* _Selected extract_:
* * * * * * * * *

Boost logo

Boost :

Subject: Re: [boost] Formal Review: Boost.Polygon starts today August 24, 2009
From: Thomas Klimpel (Thomas.Klimpel_at_[hidden])
Date: 2009-08-30 21:34:44


Here comes my review of Boost.Polygon.

> Please always state in your review,
> whether you think the library should be accepted as a Boost library!

Boost.Polygon should be accepted as a Boost library. However, it should not be released as a Boost library before the most important issues raised in the "What is your evaluation of the implementation?" section are addressed.

Boost.Polygon should be accepted because it is a very useful library with a good design and a sufficiently good and complete documentation.

> - What is your evaluation of the design?

The design is good.

The library is focused on a well defined problem space and states this explicitly: "The boost polygon library provides algorithms focused on manipulating planar polygon geometry data."
This is good from the design perspective of a Boost library, because it helps the potential user to quickly find out whether the library can help him with his problem at hand or not.

* * * * * * * * *

* _Entries shown_:

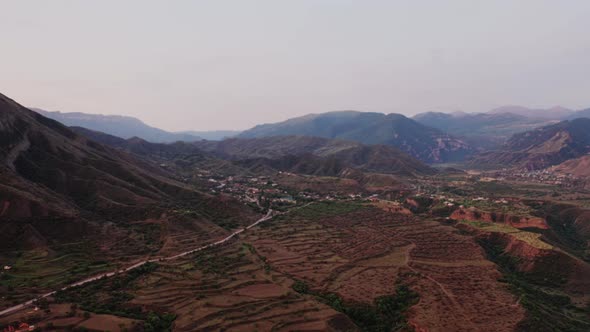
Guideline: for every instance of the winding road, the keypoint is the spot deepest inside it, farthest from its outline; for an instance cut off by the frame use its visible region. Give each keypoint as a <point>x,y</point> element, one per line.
<point>24,305</point>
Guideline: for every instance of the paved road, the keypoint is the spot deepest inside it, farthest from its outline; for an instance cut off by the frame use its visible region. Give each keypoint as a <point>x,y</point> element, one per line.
<point>134,266</point>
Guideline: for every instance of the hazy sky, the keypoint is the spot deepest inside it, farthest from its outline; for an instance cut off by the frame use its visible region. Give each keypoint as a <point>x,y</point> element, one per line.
<point>233,64</point>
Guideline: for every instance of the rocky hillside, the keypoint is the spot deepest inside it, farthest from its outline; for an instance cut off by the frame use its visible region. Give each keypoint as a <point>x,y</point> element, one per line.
<point>542,147</point>
<point>121,126</point>
<point>48,173</point>
<point>314,155</point>
<point>481,130</point>
<point>425,143</point>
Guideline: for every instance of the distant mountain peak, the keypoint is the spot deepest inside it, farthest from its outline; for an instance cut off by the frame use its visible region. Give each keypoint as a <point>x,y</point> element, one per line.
<point>423,142</point>
<point>117,125</point>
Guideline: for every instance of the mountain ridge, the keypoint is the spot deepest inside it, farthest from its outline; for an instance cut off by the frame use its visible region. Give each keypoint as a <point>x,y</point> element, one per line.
<point>423,142</point>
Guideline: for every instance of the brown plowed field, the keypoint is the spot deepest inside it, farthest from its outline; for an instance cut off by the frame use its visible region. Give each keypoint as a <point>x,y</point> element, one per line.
<point>361,254</point>
<point>230,288</point>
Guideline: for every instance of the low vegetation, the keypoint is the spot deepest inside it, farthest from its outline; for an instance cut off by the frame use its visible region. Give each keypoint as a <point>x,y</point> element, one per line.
<point>534,239</point>
<point>386,313</point>
<point>548,307</point>
<point>112,296</point>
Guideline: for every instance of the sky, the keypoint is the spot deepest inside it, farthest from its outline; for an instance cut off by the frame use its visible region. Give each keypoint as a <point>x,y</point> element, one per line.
<point>206,65</point>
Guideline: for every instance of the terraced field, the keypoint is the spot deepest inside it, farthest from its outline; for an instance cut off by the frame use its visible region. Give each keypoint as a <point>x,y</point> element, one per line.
<point>361,254</point>
<point>326,266</point>
<point>232,288</point>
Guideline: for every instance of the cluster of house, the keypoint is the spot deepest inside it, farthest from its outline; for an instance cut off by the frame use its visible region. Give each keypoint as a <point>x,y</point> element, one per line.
<point>21,327</point>
<point>544,176</point>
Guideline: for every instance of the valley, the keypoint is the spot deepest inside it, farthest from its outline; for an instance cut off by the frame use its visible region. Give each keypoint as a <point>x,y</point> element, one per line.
<point>282,233</point>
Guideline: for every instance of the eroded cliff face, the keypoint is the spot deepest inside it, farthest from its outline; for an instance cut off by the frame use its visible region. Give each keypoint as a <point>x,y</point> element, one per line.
<point>546,266</point>
<point>473,214</point>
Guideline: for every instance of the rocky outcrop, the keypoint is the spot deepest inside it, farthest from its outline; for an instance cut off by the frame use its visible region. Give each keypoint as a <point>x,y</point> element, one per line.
<point>473,214</point>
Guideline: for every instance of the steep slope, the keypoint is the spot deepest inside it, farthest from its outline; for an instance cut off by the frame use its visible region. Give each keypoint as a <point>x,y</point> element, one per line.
<point>296,154</point>
<point>121,126</point>
<point>47,171</point>
<point>481,130</point>
<point>580,114</point>
<point>315,155</point>
<point>213,135</point>
<point>425,143</point>
<point>553,113</point>
<point>543,147</point>
<point>579,167</point>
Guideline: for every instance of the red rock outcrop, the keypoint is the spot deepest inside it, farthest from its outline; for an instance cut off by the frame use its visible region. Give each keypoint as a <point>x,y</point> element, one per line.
<point>473,214</point>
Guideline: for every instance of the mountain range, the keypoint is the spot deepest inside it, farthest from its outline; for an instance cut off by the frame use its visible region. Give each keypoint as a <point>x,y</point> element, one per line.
<point>542,147</point>
<point>117,125</point>
<point>425,143</point>
<point>298,154</point>
<point>57,186</point>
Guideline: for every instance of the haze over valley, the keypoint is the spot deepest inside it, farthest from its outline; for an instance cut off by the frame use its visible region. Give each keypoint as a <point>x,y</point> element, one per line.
<point>295,166</point>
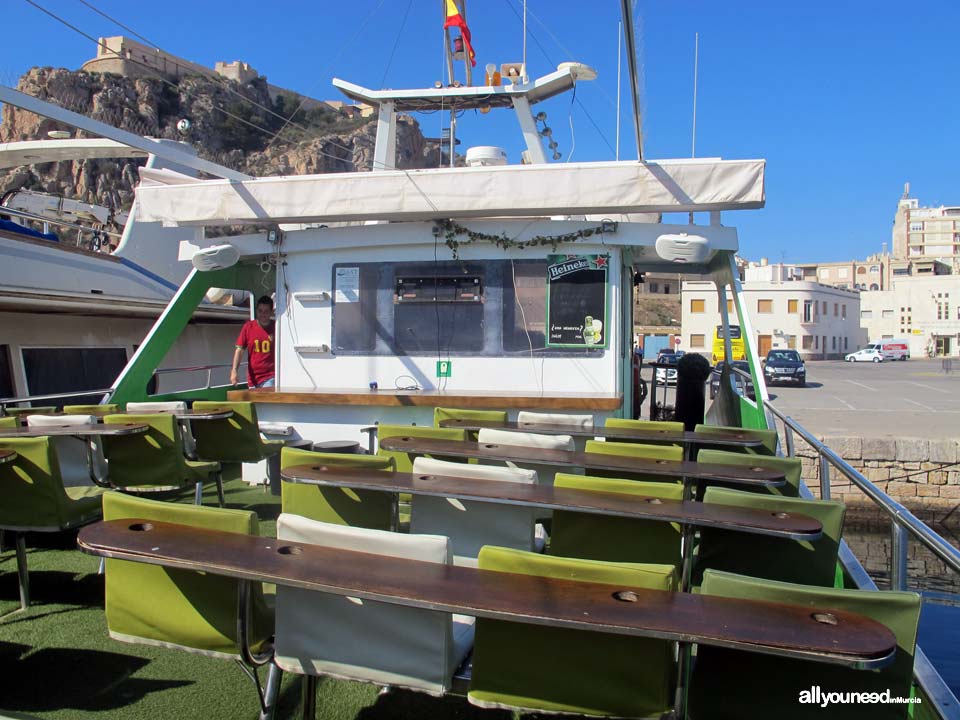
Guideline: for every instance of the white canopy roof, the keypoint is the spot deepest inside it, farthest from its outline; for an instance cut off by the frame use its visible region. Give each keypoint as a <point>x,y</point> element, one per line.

* * * * * * * * *

* _Required actions_:
[A] Do these statements agree with the Boost.Polygon review? Answer yes or no for each, and quote the words from the review that decide it. (i) The reviewer thinks the library should be accepted into Boost. (ii) The reviewer wants the library released right away, as it is. (iii) The reviewer calls the design weak.
[B] Copy the stretch of the Boost.Polygon review from "Subject: Re: [boost]" through "review of Boost.Polygon." word for word.
Work only from the Boost.Polygon review and leave the material aside.

* _Responses by task_:
[A]
(i) Yes: "Boost.Polygon should be accepted as a Boost library."
(ii) No: "it should not be released as a Boost library before the most important issues raised in the "What is your evaluation of the implementation?" section are addressed."
(iii) No: "The design is good."

[B]
Subject: Re: [boost] Formal Review: Boost.Polygon starts today August 24, 2009
From: Thomas Klimpel (Thomas.Klimpel_at_[hidden])
Date: 2009-08-30 21:34:44


Here comes my review of Boost.Polygon.